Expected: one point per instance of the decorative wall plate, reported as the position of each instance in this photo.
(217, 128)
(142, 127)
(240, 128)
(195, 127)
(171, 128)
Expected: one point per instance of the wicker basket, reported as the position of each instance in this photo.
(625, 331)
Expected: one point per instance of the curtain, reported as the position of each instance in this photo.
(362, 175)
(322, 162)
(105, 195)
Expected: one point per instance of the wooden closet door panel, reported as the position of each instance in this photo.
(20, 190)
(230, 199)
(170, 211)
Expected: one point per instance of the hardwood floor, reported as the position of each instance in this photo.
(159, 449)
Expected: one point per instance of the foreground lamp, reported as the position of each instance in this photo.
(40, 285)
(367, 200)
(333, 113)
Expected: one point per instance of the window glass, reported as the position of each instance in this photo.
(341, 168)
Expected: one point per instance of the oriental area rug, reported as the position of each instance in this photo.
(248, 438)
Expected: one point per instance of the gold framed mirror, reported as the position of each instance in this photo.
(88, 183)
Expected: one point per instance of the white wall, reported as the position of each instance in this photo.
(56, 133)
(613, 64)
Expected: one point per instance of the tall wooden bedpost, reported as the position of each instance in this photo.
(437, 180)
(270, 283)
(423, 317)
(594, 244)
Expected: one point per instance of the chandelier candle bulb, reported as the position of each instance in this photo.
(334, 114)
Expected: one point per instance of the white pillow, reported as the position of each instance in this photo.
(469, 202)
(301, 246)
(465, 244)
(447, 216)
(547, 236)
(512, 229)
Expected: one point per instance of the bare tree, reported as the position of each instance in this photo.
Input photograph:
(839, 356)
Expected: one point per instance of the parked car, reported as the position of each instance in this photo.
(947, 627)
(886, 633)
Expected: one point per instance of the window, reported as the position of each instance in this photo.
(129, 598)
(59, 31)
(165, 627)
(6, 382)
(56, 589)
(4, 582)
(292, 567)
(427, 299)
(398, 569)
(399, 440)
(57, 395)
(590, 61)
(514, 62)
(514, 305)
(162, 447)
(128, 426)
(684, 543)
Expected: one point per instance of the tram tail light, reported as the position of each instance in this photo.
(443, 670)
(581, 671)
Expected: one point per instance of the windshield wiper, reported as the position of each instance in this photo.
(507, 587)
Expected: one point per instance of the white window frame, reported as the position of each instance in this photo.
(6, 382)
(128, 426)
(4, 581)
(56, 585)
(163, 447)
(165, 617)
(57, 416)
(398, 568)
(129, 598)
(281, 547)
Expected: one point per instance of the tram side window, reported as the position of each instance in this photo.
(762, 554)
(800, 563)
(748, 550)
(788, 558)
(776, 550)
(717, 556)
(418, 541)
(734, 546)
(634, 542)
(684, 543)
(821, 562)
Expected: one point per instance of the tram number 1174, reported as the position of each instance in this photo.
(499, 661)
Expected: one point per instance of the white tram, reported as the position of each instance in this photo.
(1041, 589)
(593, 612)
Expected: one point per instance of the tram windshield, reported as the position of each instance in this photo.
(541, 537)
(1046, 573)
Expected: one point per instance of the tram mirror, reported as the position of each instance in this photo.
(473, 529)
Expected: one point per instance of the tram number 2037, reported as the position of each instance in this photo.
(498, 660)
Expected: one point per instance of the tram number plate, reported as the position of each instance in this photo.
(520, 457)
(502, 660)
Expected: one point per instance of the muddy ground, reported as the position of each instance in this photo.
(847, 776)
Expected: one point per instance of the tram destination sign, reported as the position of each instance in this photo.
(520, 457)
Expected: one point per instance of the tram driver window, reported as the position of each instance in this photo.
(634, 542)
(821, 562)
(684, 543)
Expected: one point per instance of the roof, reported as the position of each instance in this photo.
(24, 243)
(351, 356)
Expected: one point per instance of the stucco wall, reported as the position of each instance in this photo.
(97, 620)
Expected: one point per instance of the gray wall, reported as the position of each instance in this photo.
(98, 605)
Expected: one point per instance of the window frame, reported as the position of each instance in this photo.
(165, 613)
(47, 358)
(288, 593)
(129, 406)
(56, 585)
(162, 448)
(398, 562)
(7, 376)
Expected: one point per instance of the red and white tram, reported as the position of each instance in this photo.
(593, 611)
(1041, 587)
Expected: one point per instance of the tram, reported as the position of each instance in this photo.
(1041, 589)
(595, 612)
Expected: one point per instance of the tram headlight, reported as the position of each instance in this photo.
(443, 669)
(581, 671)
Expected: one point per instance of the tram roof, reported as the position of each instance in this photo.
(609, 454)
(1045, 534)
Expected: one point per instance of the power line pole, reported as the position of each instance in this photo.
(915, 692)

**要做什么:**
把材料里含有“Expected: one point per instance of the white tram, reported”的那一行到含有“(1045, 534)”的那一行一字不改地照抄下来，首尾两行都要算进去。

**输出结果:**
Expected: one point per instance of the white tram, reported as the position of each instance in this photo.
(1041, 589)
(593, 612)
Expected: one point per instance of the tram windshield, reported as the position of each instance in this photo.
(541, 537)
(1046, 573)
Expected: one point per instance of the tram mirror, reported as the position of each instance in this photo.
(473, 529)
Expected: one point per instance of the tram number 2037, reported as the position of each instance in this photo.
(498, 660)
Expected: one point per instance of the tram number plate, reported as the position of each instance in this photo.
(520, 457)
(502, 660)
Expected: one point per instance of the muddy ground, reported as the position of each instance in this photo.
(847, 776)
Expected: one point per instance of the tram destination sign, reported as the position of each instance in this photo.
(520, 457)
Expected: one point per instance of the tram driver window, reported as the position of each instance in this photo.
(634, 542)
(821, 562)
(684, 543)
Expected: one point per instance of the roof, reported as the position of each instance in this photo.
(24, 243)
(351, 356)
Expected: one point per instance of the stucco wall, reported as the position of each instance in this photo.
(97, 620)
Expected: one point per instance of the gray wall, reported as the position of each instance in this photo.
(98, 605)
Expected: one point per instance of the window frame, reported as the position of each instance in this photo.
(165, 613)
(47, 358)
(288, 593)
(129, 406)
(56, 585)
(162, 448)
(398, 562)
(7, 376)
Expected: one point per instance of the red and white tram, reported as the position of each instance in this photo.
(593, 611)
(1041, 587)
Expected: one point per instance of the tram, reported as the position of each instance in this photo.
(1041, 589)
(595, 612)
Expected: one point per instance of the tram headlight, reported as the position of each instance in this photo.
(443, 669)
(581, 671)
Expected: one point per instance of the tram roof, reported as the position of each instance in this photo.
(609, 454)
(1045, 534)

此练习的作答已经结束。